[Stated goal] Render the lines below as a JSON list of strings, one string per line, leaving out any blank lines.

[Listing]
· · ·
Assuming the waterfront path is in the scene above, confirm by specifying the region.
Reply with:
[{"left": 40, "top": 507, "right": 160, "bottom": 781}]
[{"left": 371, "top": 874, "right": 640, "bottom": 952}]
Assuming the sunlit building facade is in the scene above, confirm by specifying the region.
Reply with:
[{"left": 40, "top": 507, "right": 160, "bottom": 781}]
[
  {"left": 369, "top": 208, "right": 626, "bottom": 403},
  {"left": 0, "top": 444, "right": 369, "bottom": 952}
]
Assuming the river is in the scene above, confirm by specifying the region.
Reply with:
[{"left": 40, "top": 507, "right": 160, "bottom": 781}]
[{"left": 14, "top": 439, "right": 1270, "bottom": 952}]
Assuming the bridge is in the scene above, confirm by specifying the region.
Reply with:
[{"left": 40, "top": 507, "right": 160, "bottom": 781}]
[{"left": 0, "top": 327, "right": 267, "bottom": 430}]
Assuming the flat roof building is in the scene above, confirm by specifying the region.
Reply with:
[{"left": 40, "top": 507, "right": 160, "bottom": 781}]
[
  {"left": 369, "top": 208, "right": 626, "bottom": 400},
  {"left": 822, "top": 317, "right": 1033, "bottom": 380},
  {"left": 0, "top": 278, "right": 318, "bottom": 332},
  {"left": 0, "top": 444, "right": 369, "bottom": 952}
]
· · ·
[Completed task]
[
  "Assuming the waterfront path is in the scene above, confirm by specifying the region.",
  "Reply with:",
  "[{\"left\": 40, \"top\": 507, \"right\": 160, \"bottom\": 781}]",
  "[{\"left\": 371, \"top\": 874, \"right\": 640, \"bottom\": 952}]",
  "Assuming the sunlit building facade is in the scene above, confirm by specifying the region.",
  "Reply with:",
  "[{\"left\": 40, \"top\": 507, \"right\": 160, \"bottom\": 781}]",
  "[",
  "  {\"left\": 369, \"top\": 208, \"right\": 626, \"bottom\": 403},",
  "  {\"left\": 0, \"top\": 444, \"right\": 369, \"bottom\": 952}",
  "]",
  "Assuming the river is in the scene above, confirm by specifying the region.",
  "Reply with:",
  "[{\"left\": 40, \"top\": 507, \"right\": 160, \"bottom\": 781}]",
  "[{\"left\": 14, \"top\": 439, \"right\": 1270, \"bottom\": 952}]",
  "Assuming the bridge is in the scene above, confirm by specifying the region.",
  "Reply with:",
  "[{\"left\": 40, \"top\": 507, \"right\": 160, \"bottom\": 781}]",
  "[{\"left\": 0, \"top\": 327, \"right\": 267, \"bottom\": 430}]",
  "Assuming the flat roof building is in the scene above, confirm by specifying the region.",
  "Reply with:",
  "[{\"left\": 40, \"top\": 507, \"right\": 160, \"bottom\": 781}]",
  "[",
  "  {\"left\": 369, \"top\": 208, \"right\": 626, \"bottom\": 400},",
  "  {\"left\": 822, \"top\": 317, \"right\": 1033, \"bottom\": 380},",
  "  {\"left\": 0, \"top\": 278, \"right\": 318, \"bottom\": 332},",
  "  {\"left\": 0, \"top\": 444, \"right\": 369, \"bottom\": 952}",
  "]"
]